STATED TASK - Rewrite the records from the line containing "out the bodyguard" through the last line of the records, replacing "patterned necktie" with "striped necktie" and leaving everything else unchanged.

DATASET -
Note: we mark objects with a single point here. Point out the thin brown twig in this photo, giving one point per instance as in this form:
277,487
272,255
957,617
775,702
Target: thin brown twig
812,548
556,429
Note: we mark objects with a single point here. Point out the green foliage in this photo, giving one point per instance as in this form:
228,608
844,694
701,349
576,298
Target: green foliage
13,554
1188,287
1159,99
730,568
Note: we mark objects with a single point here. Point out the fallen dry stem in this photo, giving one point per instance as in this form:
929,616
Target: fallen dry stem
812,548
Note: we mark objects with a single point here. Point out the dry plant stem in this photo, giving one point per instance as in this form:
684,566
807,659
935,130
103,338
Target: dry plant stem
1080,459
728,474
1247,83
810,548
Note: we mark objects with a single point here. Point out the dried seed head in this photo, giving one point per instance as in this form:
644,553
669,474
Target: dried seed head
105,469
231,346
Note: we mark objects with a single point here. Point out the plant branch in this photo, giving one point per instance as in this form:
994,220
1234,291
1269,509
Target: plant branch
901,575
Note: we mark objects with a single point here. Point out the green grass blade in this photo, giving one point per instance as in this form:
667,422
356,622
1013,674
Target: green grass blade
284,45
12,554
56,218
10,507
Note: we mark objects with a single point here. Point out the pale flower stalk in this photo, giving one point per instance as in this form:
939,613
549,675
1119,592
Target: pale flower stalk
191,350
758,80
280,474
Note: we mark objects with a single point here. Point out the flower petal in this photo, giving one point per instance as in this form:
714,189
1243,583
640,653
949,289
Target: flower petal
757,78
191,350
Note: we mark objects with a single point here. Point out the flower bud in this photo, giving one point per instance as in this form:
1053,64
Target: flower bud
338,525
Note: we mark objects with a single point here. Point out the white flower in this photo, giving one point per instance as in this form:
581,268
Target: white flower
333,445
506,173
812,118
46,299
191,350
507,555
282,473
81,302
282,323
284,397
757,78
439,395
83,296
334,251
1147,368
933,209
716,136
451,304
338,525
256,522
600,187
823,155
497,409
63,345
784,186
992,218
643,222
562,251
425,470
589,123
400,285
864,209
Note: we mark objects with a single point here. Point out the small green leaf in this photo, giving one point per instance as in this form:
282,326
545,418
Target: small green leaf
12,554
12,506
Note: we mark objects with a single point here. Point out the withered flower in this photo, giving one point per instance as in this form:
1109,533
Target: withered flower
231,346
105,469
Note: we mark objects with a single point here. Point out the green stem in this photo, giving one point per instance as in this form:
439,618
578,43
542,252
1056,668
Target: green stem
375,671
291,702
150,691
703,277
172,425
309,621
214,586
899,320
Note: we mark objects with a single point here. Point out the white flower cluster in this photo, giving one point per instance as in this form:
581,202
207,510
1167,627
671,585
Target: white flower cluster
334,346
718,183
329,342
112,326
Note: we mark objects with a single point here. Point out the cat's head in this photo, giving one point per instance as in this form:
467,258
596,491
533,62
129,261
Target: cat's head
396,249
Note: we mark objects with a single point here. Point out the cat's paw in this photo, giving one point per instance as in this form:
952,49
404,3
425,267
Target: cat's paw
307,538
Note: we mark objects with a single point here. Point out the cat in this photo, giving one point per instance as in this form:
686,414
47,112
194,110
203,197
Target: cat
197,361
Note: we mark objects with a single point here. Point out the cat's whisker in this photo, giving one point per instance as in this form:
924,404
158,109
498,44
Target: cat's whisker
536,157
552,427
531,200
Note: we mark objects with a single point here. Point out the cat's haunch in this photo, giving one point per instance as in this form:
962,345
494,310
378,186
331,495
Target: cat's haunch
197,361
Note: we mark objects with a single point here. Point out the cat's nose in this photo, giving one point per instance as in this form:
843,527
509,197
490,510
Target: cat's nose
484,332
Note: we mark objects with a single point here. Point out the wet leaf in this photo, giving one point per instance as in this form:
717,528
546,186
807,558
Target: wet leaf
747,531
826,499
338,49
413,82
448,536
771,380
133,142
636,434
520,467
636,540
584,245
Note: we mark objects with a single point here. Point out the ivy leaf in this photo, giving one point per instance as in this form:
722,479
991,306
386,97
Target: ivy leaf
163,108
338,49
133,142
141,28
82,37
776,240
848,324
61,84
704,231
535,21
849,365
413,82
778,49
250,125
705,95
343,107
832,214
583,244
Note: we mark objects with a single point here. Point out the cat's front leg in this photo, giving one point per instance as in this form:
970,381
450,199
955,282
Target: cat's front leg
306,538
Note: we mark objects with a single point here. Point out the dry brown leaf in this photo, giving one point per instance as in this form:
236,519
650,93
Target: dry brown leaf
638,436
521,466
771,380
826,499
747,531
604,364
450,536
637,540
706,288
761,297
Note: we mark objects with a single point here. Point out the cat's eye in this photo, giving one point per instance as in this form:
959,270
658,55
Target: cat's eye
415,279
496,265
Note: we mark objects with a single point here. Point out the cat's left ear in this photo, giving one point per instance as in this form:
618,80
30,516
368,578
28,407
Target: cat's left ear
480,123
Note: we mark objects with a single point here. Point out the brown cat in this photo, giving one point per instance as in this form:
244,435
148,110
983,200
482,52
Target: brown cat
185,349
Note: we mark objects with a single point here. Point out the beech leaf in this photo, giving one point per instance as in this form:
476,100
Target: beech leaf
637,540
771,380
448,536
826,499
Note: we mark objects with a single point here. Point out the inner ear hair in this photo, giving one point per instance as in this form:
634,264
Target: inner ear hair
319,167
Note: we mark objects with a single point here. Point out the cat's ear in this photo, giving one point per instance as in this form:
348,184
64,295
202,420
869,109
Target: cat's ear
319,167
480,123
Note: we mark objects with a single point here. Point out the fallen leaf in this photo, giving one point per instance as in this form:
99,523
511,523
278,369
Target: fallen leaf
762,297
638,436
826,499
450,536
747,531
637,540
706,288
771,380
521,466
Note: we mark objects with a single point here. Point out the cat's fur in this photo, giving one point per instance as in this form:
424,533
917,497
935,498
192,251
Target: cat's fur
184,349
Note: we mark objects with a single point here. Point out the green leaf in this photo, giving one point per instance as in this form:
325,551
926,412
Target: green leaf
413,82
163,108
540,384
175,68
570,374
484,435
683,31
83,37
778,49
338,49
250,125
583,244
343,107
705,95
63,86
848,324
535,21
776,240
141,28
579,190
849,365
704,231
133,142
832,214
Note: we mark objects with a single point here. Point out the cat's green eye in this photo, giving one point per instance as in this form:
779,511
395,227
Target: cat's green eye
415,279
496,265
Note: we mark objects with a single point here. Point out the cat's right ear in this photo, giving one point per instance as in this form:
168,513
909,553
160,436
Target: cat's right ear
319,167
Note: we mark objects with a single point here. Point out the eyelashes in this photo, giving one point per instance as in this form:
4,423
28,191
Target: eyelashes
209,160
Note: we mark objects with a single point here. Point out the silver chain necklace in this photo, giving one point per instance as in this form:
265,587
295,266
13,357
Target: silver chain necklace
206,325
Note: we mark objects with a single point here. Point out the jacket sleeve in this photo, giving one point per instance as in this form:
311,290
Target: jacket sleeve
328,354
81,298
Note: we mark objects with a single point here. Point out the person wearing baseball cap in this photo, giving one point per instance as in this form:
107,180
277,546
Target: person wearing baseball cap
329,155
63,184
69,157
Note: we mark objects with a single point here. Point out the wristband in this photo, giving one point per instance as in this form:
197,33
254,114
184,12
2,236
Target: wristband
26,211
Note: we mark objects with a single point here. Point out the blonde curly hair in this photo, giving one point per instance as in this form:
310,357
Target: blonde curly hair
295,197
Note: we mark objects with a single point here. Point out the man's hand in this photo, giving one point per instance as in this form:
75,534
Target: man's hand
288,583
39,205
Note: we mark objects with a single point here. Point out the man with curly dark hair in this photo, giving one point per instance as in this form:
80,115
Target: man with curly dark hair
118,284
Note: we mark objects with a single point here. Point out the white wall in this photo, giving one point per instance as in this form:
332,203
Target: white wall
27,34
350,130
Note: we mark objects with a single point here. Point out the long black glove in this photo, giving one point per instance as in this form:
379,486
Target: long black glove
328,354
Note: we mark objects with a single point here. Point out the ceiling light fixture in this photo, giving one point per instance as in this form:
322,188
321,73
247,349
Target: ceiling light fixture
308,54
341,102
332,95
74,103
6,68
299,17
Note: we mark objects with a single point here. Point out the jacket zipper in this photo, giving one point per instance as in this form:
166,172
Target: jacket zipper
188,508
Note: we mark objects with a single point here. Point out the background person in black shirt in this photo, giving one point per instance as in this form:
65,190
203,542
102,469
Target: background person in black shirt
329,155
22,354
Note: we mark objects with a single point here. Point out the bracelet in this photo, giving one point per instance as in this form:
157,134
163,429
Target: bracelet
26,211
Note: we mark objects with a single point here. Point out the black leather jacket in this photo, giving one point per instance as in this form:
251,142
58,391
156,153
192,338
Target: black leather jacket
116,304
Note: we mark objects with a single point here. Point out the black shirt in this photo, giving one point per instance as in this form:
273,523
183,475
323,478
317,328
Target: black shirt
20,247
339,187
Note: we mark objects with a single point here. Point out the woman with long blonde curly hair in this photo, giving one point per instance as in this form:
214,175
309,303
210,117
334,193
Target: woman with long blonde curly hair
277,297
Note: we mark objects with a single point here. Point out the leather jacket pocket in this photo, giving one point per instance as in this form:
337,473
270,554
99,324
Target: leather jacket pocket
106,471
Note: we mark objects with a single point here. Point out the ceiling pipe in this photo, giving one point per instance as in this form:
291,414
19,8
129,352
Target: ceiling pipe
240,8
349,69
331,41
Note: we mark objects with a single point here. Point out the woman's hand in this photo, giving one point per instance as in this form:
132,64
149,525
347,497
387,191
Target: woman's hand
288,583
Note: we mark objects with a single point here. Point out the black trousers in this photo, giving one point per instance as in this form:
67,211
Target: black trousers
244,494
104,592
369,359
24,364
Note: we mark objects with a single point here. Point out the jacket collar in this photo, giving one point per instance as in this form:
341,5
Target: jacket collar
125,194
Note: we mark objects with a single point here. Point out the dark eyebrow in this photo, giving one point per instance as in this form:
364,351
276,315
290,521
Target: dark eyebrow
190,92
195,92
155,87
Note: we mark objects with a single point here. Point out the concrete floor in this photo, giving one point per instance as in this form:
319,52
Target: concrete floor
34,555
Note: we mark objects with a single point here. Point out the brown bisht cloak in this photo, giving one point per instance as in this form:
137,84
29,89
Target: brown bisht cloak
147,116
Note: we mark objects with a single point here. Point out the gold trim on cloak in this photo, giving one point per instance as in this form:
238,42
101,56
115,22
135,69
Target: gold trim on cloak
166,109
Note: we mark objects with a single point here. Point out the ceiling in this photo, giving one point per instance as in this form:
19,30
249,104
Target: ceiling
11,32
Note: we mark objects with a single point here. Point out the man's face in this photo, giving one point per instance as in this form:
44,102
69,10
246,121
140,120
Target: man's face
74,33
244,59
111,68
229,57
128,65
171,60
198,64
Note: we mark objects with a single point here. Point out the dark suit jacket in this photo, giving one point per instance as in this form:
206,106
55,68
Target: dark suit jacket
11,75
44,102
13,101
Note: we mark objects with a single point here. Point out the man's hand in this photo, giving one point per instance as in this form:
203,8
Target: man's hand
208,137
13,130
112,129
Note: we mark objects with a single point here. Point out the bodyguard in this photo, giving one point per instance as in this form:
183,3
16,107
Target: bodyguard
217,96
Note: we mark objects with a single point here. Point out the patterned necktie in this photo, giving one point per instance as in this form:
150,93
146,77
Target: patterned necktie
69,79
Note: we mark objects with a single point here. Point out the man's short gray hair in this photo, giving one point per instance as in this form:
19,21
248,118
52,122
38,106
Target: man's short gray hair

THE OUTPUT -
Note: we mark objects with a single point here. Point out the bodyguard in this photo, giving one point per instance as in this form:
183,3
16,107
Target: bodyguard
217,96
Note: we mark objects with a single point here. Point out the striped necktie in this photo, giving one point per instance as in this form:
150,93
146,77
Target: striped necktie
69,79
Note: we mark objects with a single point here. Point out the man's short gray hair in this photo, giving one point per instance as in this form:
19,21
248,118
52,122
38,106
Target: man's short gray hair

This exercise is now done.